#### Entries from a pointing dataset
————————
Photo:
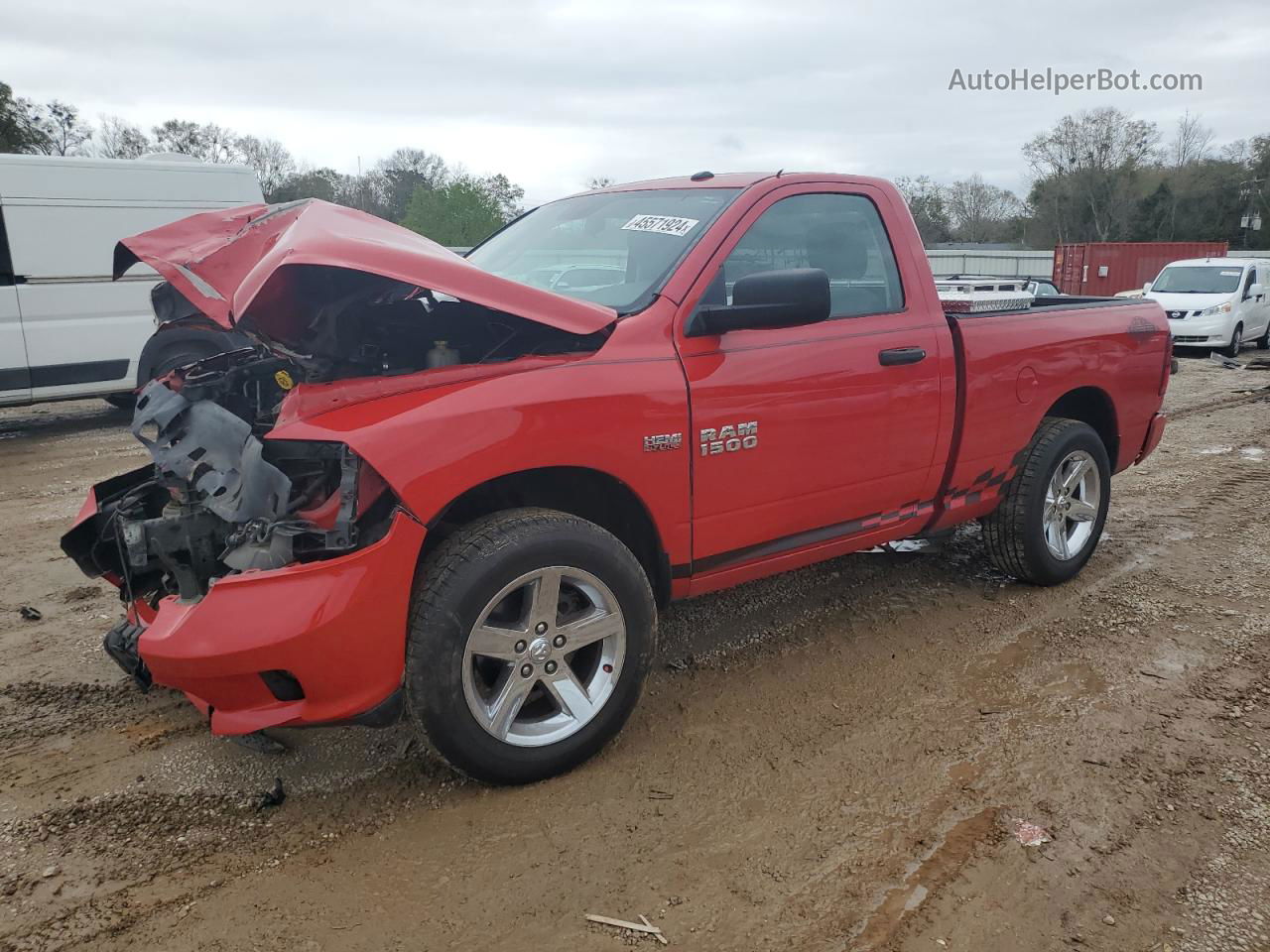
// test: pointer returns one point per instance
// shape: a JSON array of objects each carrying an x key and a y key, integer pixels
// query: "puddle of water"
[{"x": 924, "y": 878}]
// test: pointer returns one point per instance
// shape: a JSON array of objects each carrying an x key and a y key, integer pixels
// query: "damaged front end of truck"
[{"x": 268, "y": 575}]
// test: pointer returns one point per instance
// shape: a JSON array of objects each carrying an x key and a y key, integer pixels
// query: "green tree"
[{"x": 461, "y": 212}]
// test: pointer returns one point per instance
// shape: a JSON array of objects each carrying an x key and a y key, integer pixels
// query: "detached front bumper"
[{"x": 308, "y": 644}]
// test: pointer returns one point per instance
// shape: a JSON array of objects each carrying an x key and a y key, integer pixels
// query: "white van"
[
  {"x": 66, "y": 330},
  {"x": 1215, "y": 302}
]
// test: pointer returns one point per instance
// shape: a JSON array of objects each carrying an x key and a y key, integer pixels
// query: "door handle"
[{"x": 897, "y": 356}]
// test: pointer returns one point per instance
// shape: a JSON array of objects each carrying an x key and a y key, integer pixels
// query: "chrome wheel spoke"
[
  {"x": 1071, "y": 508},
  {"x": 507, "y": 703},
  {"x": 568, "y": 692},
  {"x": 1082, "y": 512},
  {"x": 517, "y": 678},
  {"x": 1076, "y": 474},
  {"x": 489, "y": 642},
  {"x": 1061, "y": 538},
  {"x": 592, "y": 629},
  {"x": 545, "y": 599}
]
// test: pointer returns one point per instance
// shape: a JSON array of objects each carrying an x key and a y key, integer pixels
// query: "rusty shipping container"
[{"x": 1105, "y": 268}]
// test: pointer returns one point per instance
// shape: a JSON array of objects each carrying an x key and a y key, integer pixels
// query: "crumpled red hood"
[{"x": 222, "y": 261}]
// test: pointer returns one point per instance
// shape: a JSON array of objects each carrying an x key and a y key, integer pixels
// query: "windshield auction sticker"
[{"x": 661, "y": 225}]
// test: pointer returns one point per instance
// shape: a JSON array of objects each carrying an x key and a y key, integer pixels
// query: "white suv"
[{"x": 1215, "y": 302}]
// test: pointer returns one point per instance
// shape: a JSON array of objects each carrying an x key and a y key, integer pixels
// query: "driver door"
[
  {"x": 804, "y": 436},
  {"x": 14, "y": 370}
]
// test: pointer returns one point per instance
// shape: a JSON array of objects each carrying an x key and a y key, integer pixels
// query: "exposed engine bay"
[
  {"x": 220, "y": 497},
  {"x": 359, "y": 325}
]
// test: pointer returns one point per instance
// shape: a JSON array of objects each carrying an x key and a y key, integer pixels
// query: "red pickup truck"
[{"x": 457, "y": 489}]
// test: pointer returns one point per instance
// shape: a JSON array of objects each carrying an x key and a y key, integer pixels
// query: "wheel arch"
[
  {"x": 583, "y": 492},
  {"x": 1093, "y": 407}
]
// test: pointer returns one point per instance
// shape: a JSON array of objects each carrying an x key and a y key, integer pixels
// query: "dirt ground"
[{"x": 832, "y": 760}]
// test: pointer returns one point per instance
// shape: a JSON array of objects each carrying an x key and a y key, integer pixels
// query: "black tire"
[
  {"x": 1015, "y": 534},
  {"x": 1232, "y": 349},
  {"x": 177, "y": 354},
  {"x": 456, "y": 583}
]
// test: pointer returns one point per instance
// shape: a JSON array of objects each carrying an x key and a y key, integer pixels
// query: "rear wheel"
[
  {"x": 530, "y": 638},
  {"x": 1232, "y": 349},
  {"x": 1051, "y": 518}
]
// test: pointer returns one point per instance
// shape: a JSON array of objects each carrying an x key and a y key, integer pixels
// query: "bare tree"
[
  {"x": 928, "y": 203},
  {"x": 1192, "y": 144},
  {"x": 220, "y": 145},
  {"x": 1093, "y": 159},
  {"x": 117, "y": 139},
  {"x": 273, "y": 164},
  {"x": 978, "y": 208},
  {"x": 64, "y": 134},
  {"x": 180, "y": 136}
]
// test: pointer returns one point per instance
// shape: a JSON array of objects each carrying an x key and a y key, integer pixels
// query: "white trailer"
[{"x": 66, "y": 330}]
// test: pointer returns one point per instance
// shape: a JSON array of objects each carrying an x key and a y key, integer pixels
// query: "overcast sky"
[{"x": 557, "y": 91}]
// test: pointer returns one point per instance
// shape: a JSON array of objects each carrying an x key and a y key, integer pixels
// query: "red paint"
[
  {"x": 849, "y": 453},
  {"x": 1129, "y": 264},
  {"x": 1155, "y": 433},
  {"x": 335, "y": 625},
  {"x": 231, "y": 264}
]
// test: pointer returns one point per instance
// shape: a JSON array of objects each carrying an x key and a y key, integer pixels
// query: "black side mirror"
[{"x": 762, "y": 299}]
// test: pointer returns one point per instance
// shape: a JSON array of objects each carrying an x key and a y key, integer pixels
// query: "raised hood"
[{"x": 245, "y": 266}]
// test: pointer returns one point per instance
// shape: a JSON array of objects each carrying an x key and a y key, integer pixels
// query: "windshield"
[
  {"x": 613, "y": 248},
  {"x": 1197, "y": 280}
]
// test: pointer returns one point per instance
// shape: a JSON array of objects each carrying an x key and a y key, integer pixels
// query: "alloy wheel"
[{"x": 544, "y": 656}]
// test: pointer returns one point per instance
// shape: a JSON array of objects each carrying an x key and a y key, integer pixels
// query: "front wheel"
[
  {"x": 1232, "y": 349},
  {"x": 1051, "y": 518},
  {"x": 531, "y": 634}
]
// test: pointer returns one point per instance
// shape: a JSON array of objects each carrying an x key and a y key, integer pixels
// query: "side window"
[
  {"x": 841, "y": 234},
  {"x": 5, "y": 258}
]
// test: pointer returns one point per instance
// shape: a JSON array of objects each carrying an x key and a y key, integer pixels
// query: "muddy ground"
[{"x": 830, "y": 760}]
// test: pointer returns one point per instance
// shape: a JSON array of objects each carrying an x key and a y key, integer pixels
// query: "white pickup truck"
[{"x": 66, "y": 330}]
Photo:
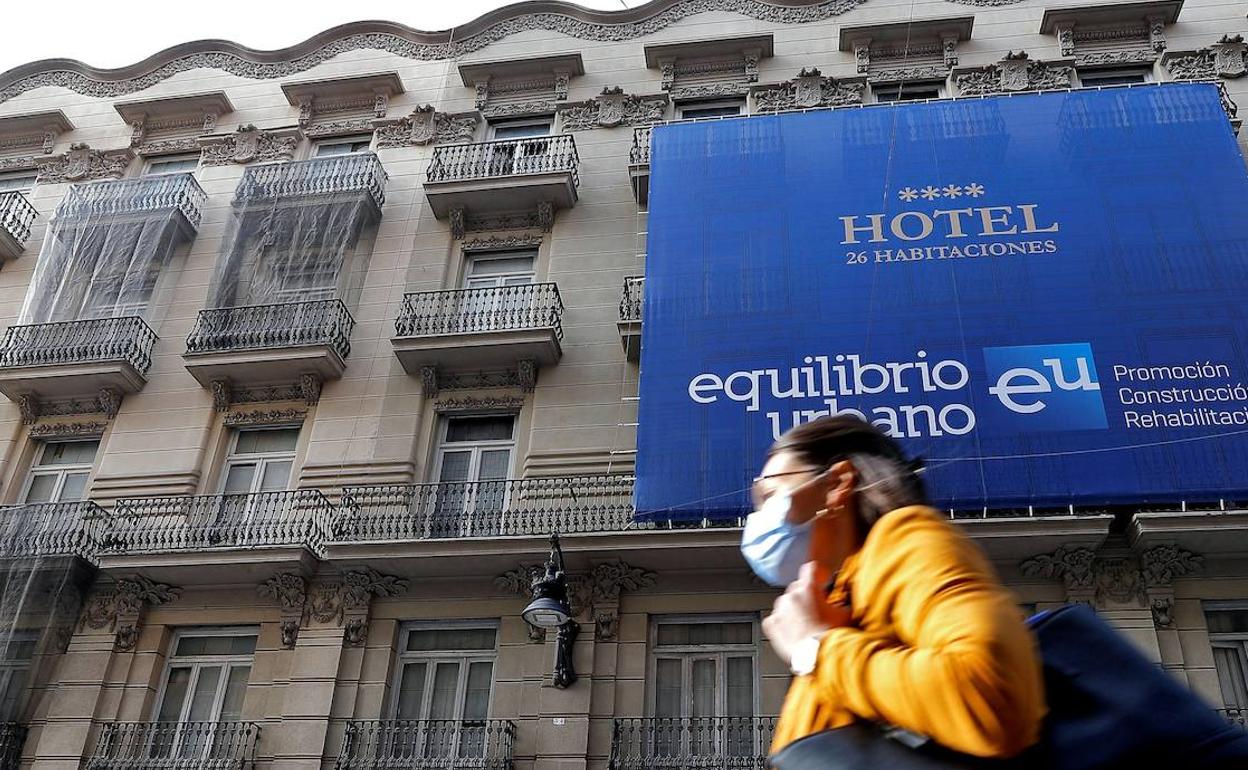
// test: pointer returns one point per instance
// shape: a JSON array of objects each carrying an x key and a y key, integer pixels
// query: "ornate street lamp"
[{"x": 550, "y": 609}]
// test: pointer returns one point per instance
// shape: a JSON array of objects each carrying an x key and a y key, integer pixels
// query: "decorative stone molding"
[
  {"x": 265, "y": 417},
  {"x": 290, "y": 592},
  {"x": 121, "y": 608},
  {"x": 82, "y": 164},
  {"x": 612, "y": 109},
  {"x": 809, "y": 89},
  {"x": 347, "y": 600},
  {"x": 248, "y": 144},
  {"x": 427, "y": 126},
  {"x": 68, "y": 429},
  {"x": 478, "y": 403},
  {"x": 501, "y": 242},
  {"x": 1015, "y": 73},
  {"x": 597, "y": 592}
]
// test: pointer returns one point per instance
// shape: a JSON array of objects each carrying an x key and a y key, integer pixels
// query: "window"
[
  {"x": 20, "y": 181},
  {"x": 710, "y": 109},
  {"x": 260, "y": 461},
  {"x": 704, "y": 675},
  {"x": 171, "y": 164},
  {"x": 342, "y": 145},
  {"x": 15, "y": 657},
  {"x": 446, "y": 673},
  {"x": 907, "y": 91},
  {"x": 1228, "y": 634},
  {"x": 521, "y": 129},
  {"x": 1113, "y": 76},
  {"x": 60, "y": 472},
  {"x": 474, "y": 459}
]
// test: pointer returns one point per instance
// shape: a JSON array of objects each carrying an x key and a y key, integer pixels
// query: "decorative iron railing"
[
  {"x": 679, "y": 743},
  {"x": 175, "y": 745},
  {"x": 639, "y": 154},
  {"x": 13, "y": 736},
  {"x": 94, "y": 340},
  {"x": 292, "y": 518},
  {"x": 336, "y": 175},
  {"x": 142, "y": 195},
  {"x": 51, "y": 529},
  {"x": 272, "y": 326},
  {"x": 630, "y": 298},
  {"x": 16, "y": 216},
  {"x": 481, "y": 310},
  {"x": 506, "y": 157},
  {"x": 427, "y": 744},
  {"x": 507, "y": 507}
]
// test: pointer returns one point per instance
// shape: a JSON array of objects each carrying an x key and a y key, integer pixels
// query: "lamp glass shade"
[{"x": 544, "y": 612}]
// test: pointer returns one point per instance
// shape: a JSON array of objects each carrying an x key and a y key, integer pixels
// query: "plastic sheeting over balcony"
[
  {"x": 106, "y": 246},
  {"x": 295, "y": 231}
]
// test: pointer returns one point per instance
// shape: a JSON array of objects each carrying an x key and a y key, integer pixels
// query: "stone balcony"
[
  {"x": 537, "y": 174},
  {"x": 100, "y": 358},
  {"x": 175, "y": 745},
  {"x": 16, "y": 216},
  {"x": 629, "y": 323},
  {"x": 253, "y": 534},
  {"x": 427, "y": 744},
  {"x": 509, "y": 327},
  {"x": 270, "y": 343},
  {"x": 740, "y": 743}
]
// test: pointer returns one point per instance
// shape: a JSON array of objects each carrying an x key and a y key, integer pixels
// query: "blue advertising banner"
[{"x": 1043, "y": 295}]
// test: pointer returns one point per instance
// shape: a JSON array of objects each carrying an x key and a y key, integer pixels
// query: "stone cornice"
[{"x": 401, "y": 40}]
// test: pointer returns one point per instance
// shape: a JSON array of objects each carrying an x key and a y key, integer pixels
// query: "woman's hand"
[{"x": 803, "y": 612}]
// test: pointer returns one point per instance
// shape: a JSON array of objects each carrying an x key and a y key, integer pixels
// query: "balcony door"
[
  {"x": 493, "y": 300},
  {"x": 474, "y": 459},
  {"x": 443, "y": 692},
  {"x": 258, "y": 464},
  {"x": 704, "y": 692},
  {"x": 205, "y": 684}
]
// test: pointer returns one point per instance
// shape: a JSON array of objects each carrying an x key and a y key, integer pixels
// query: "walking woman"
[{"x": 890, "y": 614}]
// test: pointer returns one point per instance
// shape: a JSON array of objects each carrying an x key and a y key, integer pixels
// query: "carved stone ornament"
[
  {"x": 121, "y": 608},
  {"x": 1015, "y": 73},
  {"x": 810, "y": 89},
  {"x": 265, "y": 417},
  {"x": 82, "y": 164},
  {"x": 612, "y": 109},
  {"x": 290, "y": 592},
  {"x": 426, "y": 126},
  {"x": 248, "y": 144},
  {"x": 347, "y": 600}
]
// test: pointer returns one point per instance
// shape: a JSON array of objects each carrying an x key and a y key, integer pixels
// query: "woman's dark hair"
[{"x": 886, "y": 479}]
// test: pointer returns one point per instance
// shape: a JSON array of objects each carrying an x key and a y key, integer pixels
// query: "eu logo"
[{"x": 1045, "y": 387}]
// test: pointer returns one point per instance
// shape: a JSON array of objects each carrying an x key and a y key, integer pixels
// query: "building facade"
[{"x": 308, "y": 351}]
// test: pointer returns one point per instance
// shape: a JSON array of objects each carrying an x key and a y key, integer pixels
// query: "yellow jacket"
[{"x": 937, "y": 645}]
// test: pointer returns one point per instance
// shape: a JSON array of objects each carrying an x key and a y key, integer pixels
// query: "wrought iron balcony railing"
[
  {"x": 734, "y": 743},
  {"x": 292, "y": 518},
  {"x": 333, "y": 176},
  {"x": 50, "y": 529},
  {"x": 639, "y": 154},
  {"x": 136, "y": 196},
  {"x": 16, "y": 216},
  {"x": 175, "y": 745},
  {"x": 630, "y": 300},
  {"x": 427, "y": 744},
  {"x": 506, "y": 157},
  {"x": 468, "y": 509},
  {"x": 89, "y": 341},
  {"x": 272, "y": 326},
  {"x": 13, "y": 735},
  {"x": 481, "y": 310}
]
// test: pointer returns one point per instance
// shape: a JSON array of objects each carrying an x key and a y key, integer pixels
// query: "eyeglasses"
[{"x": 759, "y": 493}]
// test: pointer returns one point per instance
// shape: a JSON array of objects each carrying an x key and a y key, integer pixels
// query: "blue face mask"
[{"x": 774, "y": 547}]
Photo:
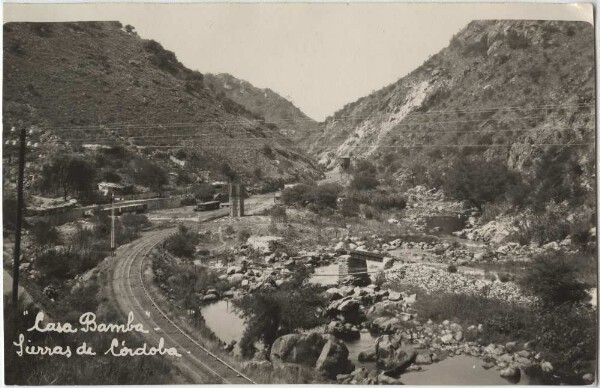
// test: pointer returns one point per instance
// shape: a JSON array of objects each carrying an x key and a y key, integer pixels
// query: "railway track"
[
  {"x": 198, "y": 362},
  {"x": 132, "y": 294}
]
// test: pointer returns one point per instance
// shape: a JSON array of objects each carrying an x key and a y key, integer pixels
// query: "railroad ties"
[{"x": 353, "y": 267}]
————————
#### Stated exercise
Show every line of the records that contains the string "blue".

#### Exercise answer
// query: "blue advertising banner"
// query: "blue face mask"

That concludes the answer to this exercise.